→ EXERCISE DESCRIPTION
The data must be given again exactly as written, with all images omitted.

→ PROVIDED ENTRIES
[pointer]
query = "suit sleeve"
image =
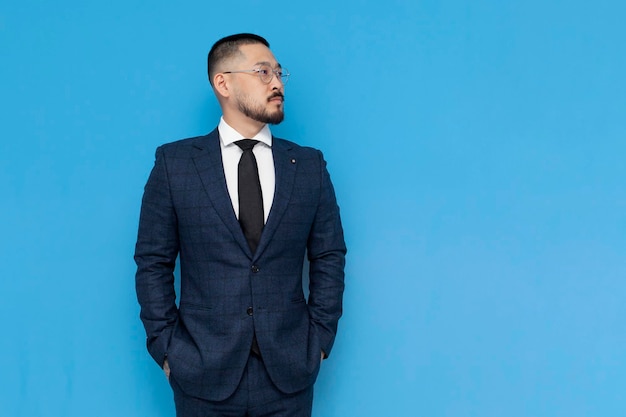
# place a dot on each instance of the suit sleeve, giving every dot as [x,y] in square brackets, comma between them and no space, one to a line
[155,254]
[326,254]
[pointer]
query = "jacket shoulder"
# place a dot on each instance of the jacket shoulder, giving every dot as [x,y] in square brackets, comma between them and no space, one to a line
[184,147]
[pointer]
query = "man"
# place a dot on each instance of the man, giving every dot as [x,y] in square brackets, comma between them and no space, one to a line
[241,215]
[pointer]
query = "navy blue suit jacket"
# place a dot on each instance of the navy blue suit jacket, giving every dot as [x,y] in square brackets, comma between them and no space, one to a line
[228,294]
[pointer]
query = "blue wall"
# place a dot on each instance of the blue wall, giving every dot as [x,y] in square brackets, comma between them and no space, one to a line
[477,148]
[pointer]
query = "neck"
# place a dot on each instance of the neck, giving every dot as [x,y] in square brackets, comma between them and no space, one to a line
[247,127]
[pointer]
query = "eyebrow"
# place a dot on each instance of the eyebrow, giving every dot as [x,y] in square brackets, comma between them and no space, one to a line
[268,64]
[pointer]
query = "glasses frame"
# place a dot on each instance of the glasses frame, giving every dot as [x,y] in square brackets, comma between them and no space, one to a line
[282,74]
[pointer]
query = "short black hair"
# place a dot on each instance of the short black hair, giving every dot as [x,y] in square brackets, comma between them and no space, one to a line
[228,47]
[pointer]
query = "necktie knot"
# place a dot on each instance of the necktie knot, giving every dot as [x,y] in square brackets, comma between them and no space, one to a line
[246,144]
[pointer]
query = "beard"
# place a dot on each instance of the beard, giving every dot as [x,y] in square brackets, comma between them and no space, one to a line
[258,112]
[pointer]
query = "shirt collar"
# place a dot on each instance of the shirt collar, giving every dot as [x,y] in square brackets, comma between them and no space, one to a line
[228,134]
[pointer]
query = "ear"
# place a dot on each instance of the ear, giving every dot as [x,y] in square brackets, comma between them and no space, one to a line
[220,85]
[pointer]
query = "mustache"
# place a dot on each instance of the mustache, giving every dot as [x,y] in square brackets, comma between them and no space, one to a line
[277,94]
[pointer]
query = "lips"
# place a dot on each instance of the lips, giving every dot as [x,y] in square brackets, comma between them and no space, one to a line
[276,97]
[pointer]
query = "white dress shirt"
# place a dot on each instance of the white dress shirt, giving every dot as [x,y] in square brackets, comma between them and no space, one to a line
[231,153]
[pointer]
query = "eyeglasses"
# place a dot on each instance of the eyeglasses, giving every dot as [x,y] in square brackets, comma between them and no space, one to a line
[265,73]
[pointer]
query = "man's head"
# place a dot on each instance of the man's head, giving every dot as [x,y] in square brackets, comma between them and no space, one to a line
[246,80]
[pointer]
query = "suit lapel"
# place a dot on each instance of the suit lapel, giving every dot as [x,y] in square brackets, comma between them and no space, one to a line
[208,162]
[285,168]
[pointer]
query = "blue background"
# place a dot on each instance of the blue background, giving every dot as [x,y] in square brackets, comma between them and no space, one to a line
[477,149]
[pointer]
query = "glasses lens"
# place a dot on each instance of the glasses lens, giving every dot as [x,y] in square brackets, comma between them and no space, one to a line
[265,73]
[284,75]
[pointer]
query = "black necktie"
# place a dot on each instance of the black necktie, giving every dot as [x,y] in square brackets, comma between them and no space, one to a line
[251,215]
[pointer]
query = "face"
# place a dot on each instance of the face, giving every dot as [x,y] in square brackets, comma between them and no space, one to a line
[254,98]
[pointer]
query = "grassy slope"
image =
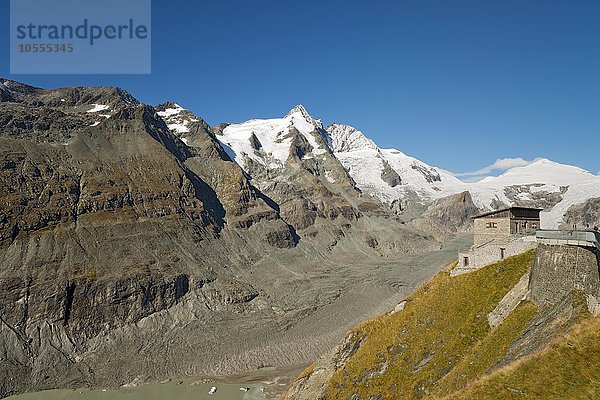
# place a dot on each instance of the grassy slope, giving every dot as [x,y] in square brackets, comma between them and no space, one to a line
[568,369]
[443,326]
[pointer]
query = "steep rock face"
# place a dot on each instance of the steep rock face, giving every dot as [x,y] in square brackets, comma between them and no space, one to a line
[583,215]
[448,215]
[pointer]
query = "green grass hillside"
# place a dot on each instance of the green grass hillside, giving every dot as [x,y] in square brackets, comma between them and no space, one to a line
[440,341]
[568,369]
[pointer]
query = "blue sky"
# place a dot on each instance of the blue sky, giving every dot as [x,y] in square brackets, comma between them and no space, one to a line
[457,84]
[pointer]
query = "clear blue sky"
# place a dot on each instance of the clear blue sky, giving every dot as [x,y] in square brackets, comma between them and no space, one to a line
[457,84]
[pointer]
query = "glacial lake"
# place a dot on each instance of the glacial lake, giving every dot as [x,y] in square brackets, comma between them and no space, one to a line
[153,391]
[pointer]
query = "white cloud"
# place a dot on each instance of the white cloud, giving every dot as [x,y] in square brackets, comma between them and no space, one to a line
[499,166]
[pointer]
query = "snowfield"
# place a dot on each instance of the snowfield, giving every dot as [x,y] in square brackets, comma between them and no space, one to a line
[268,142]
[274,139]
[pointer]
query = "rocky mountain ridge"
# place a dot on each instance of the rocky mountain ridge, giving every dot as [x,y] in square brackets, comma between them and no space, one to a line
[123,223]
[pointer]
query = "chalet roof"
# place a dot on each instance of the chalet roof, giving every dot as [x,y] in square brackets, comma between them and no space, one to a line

→ EXERCISE ANSWER
[pointer]
query = "suit sleeve"
image =
# place a dot on each instance of the suit sleeve, giving every dot as [x,y] in square brackets, comma between them and no space, one to a line
[155,254]
[326,254]
[pointer]
query = "jacket shoulder"
# place a dot on each instance of the jacket shoulder, giving every dot as [x,y] in square brackets, comma between them and no space, one to a line
[184,147]
[pointer]
query = "man"
# place a dot on each instance of the man, giving every dot as [x,y] in square brackets, comma between them and no space, one to a line
[241,215]
[pointer]
query = "navy blue suit jacket"
# place a dot on each instance of the navy blue suit jacket, giving every dot as [x,y] in square brackets, comma between them and no space, one to a line
[228,294]
[pointer]
query = "blue wall"
# place a dot on each instance of the blue wall, giving every dot as [x,y] in square brackets, comma between them and no space, one to a line
[477,148]
[pointer]
query = "neck"
# place a dot on each instance of the neck, giving every dot as [x,y] in square brackets, comma between them and no space, one to a line
[247,127]
[pointer]
query = "eyebrow"
# place a dot on each instance of the eyebrow, giving every dot as [x,y] in square brackets, comma between them and no space, one to a line
[268,64]
[pointer]
query = "glasses frame"
# place a dot on each instance of the glasses frame, giving every dot as [x,y] in square brackets, comma between them and no space, one to a line
[282,74]
[pointer]
query = "short black hair"
# place a dot on each instance of the short black hair, giving every dot as [x,y] in square brackets, comma between them and no space, one to a line
[228,47]
[pointer]
query = "necktie knot"
# place a dot on each instance of the necktie knot, giving every dot as [x,y] in square brackets, comma between them and no space, one to a line
[246,144]
[pointer]
query = "beard"
# place a dot on each instance of the beard, giving every dot as [x,y] in square brackets, comma between them and no space, one to a line
[258,112]
[pointer]
query = "shirt collar"
# place a dot on each instance of the shirt collar, giving every dot as [x,y] in square brackets, comma between them and no space, one to a line
[228,134]
[pointer]
query = "ear"
# place a dot on each instance of the ear, giving every dot as [x,y] in square brackets, comma between them and no space, one to a line
[220,85]
[pointer]
query = "mustache"
# place a dot on each instance of the mustache, giving every dot as [x,y] in square brackets, comma between them and no space, one to a line
[277,94]
[pointer]
query = "lips"
# place a dot on each instance of the lips, giving every dot as [x,y] in square brackets, comma between them and no space, one to a line
[276,97]
[pointer]
query = "white dress shirt"
# place a dot on each instance of the white dress shirt, giving every dot as [x,y] in square brackets, comma between them and no space, one to a line
[231,153]
[pointer]
query = "eyeglasses"
# place a dot on each instance of the eyeglasses, giving every dot as [x,y] in square brackets, comma between them and no space, one to a line
[265,73]
[pointer]
query = "man's head"
# place a dot on each instance of the man's head, giving every dot as [x,y] in square brackets, comma between them and no space, one to a line
[246,80]
[pointer]
query = "suit lapel"
# place a dot on each instance of the suit lapel, giving every dot as [x,y] in square brackets, comma between them and no space, one to a line
[208,162]
[285,168]
[pointer]
query = "blue background"
# place a dot on each instance of the blue background, giving every dot as [x,y] in square brackets, comma between them and no space, one to a line
[477,149]
[pointer]
query = "glasses lens"
# place a dot on each instance of the glasses lens, giving every dot as [x,y] in square brackets, comma between them and no space, one to a line
[265,73]
[284,75]
[pointer]
query = "black necktie"
# place a dot on each instance of the black necktie, giving every dot as [x,y] in square brackets, comma between them and no space, one to a line
[251,215]
[pointer]
query = "face"
# place a dot on each instance of the face, giving every dot as [x,y] in square brackets, comma between them and no space, one to a line
[254,98]
[pointer]
query = "grassy slope"
image =
# place a dot on each instance of the grassy slope, giving every dot as [x,y] in square brackets, comma between them and no space, one to a line
[568,369]
[443,326]
[pointer]
query = "steep rock face"
# place a dot on each instance of the steep rock face, giving every dot as [x,y] in square brackets, comma between them and no space, one to a line
[583,215]
[448,215]
[pointer]
query = "green grass hillside"
# place a dot on each instance of the green grass hillside, giving every dot as [x,y] in square brackets, comma between them and no space, one to a line
[440,341]
[568,369]
[pointer]
query = "blue sky"
# place a dot on each instance of the blue sky, giving every dot as [x,y] in square brackets, comma between them and no space, one to a line
[457,84]
[pointer]
query = "clear blue sky"
# place a dot on each instance of the clear blue sky, giving every dot as [x,y] in square brackets, comma between them and no space, one to a line
[457,84]
[pointer]
query = "glacial lake"
# place a dot on each instance of the glacial lake, giving every dot as [x,y] in square brackets, comma between them and no space, one to a line
[153,391]
[pointer]
query = "white cloud"
# place a dot on each instance of the white cloud, giving every dot as [x,y] in square brackets, comma between them and no space, one to a line
[499,166]
[pointer]
query = "snowfield"
# place a dot on each instance of the snowfield, giving every dot as [x,y] in square brackets, comma between them and no space, one to a line
[268,142]
[274,139]
[pointer]
query = "rocky mountain ridge"
# place a dot on each instance of the rocky mountain ridge, giving every dot as [x,y] in square brackets, comma between them and no space, one to a line
[123,223]
[pointer]
query = "chalet roof"
# place a dot on each instance of the chalet roof, giving every dot as [x,y] in square brackets, comma between them and no space, one to a line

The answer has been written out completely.